課題一覧:
1. 術後鎮痛についての本文のうち、「こんにちは、コッカーマリンです。」を含む語句で始まり「るとか、取り回しだって悪い。」で終わる部分を、一字も変えずに書き写して返してください。
2. 術後鎮痛についての本文の最後の文に続く部分を書いてください。

こんにちは、コッカーマリンです。
手術後、痛み止めでフェンタニル(麻薬)を点滴で流しながら病棟へ帰室させることがあるのですが、うちの病院ではシリンジポンプを使っています。それでもまだ痛いと患者さんが訴える時は、看護師が指示に従ってシリンジポンプを早送りします(一応PCA)。
しかしこういう前時代的なやり方は嫌いですし、そもそも量間違えて入れたり患者さんが看護師いないときに自ら使ってしまうという危険性もあり、安全性の面でも問題があります。シリンジポンプと一緒に動き回るとか、取り回しだって悪い。
というわけでivPCA用のディスポインフューザーを入れようと思っているのですが、そんなに簡単な話ではないんですね。10年ほど前までは手術後の鎮痛用としてivPCAつけた場合、一日80点(800円)くらい精密持続注入加算がついてたんですが、今はまったくとれなくなりました。材料費は昔から償還できず持ち出しだったのですが、安く入れて3日きっちり使っていれば少なくとも損はしなかったんですね。ところが今はivPCAは在宅で鎮痛治療している人だけ対象になっていて(その場合材料費もとれる)、術後鎮痛で使った場合何もとれません。加算とれないので完全にインフューザー代は持ち出しになってしまうんですが、一つ3000円くらいするんですよね、、
「麻薬性鎮痛薬は手術に使うものであって、術後に使ったものはDPCに含まれる」

データ:
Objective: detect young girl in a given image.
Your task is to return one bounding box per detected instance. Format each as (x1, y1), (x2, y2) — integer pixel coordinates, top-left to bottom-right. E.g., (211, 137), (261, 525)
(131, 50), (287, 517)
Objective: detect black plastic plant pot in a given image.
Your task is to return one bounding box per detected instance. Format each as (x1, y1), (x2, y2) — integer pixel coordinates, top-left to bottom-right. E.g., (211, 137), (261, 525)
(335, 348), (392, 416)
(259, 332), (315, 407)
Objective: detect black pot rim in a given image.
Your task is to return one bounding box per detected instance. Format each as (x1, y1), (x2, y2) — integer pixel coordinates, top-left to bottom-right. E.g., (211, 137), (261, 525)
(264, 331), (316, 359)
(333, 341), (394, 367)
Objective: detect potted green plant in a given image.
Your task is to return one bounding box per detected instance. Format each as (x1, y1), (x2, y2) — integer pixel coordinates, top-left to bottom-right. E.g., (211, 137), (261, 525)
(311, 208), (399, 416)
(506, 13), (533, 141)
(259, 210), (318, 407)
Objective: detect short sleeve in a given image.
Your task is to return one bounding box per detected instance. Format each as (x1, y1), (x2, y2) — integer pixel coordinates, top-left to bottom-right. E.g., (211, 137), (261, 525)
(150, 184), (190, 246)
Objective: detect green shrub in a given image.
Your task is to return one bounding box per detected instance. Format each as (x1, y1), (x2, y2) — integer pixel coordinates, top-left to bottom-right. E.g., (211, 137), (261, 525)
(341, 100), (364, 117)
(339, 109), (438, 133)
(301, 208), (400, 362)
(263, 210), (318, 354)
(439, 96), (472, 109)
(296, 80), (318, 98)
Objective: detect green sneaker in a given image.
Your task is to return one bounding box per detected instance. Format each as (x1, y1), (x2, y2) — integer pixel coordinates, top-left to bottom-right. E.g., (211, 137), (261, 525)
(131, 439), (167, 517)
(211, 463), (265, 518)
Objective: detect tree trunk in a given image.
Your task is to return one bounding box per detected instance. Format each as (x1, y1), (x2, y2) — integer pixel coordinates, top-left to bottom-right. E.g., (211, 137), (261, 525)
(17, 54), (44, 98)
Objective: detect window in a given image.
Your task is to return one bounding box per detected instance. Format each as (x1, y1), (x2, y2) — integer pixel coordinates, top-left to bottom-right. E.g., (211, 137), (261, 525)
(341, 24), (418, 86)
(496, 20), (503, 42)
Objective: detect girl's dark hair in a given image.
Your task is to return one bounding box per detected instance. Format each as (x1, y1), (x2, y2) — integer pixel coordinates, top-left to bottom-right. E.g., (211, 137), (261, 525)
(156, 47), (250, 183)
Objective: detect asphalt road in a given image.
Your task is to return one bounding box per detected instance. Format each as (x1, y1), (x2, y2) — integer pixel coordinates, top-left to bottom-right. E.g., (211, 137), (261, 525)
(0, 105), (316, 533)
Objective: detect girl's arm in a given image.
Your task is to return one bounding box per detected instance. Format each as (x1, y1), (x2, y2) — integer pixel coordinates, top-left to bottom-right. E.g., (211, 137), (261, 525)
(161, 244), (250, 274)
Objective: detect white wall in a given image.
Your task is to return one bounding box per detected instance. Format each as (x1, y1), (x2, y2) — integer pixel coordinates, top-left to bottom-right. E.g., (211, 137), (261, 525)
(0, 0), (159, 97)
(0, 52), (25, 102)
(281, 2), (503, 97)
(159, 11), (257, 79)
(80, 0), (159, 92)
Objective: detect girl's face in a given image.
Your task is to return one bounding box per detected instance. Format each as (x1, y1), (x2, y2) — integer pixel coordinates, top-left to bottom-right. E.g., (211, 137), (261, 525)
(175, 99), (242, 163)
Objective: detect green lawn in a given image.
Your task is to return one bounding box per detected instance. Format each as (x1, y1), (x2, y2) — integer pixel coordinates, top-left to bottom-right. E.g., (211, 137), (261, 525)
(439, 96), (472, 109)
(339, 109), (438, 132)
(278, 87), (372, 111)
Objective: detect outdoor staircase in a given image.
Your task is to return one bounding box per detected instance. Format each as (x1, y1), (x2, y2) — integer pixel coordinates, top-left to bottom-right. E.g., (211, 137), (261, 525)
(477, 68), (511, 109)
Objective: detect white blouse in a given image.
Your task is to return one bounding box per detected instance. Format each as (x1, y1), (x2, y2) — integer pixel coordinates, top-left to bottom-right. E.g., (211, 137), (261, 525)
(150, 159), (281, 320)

回答:
1.
こんにちは、コッカーマリンです。
手術後、痛み止めでフェンタニル(麻薬)を点滴で流しながら病棟へ帰室させることがあるのですが、うちの病院ではシリンジポンプを使っています。それでもまだ痛いと患者さんが訴える時は、看護師が指示に従ってシリンジポンプを早送りします(一応PCA)。
しかしこういう前時代的なやり方は嫌いですし、そもそも量間違えて入れたり患者さんが看護師いないときに自ら使ってしまうという危険性もあり、安全性の面でも問題があります。シリンジポンプと一緒に動き回るとか、取り回しだって悪い。

2.
という考え方なわけです。ロピオンとかアセリオが保険できられるのと同じ理屈なんですね。
大きい病院だとインフューザーも安く入るし、手術での儲けが多い現状なんとか目をつぶってもらっているんでしょうが、当院のように零細病院にはなかなか深刻な問題です。いちおう入れてもらって使うのはたまに、という感じにしようかな、、
daVinci手術が適応拡大になった一方これまでのラパロと点数が同じで、daVinciの機器費用だけ損をする運びとなった診療報酬改定が話題になりましたが、じわじわと手術医療の世界でも医療費への締め付けは進んできていると思います。
DPCに含まれるとか、そんなのは解釈しだいなので要は今後患者に明らかに利益があって当たり前のように行われてきた医療が、お金がないことでどんどんできなくなっていくのだと思います。
根本的な医療資源の再配置が現実問題として不可能な現状ではしょうがないのだと思います。なんとかそういう小さい"コスト削減"を積み重ねて医療経済の本格的な崩壊を先延ばしにしているんですね。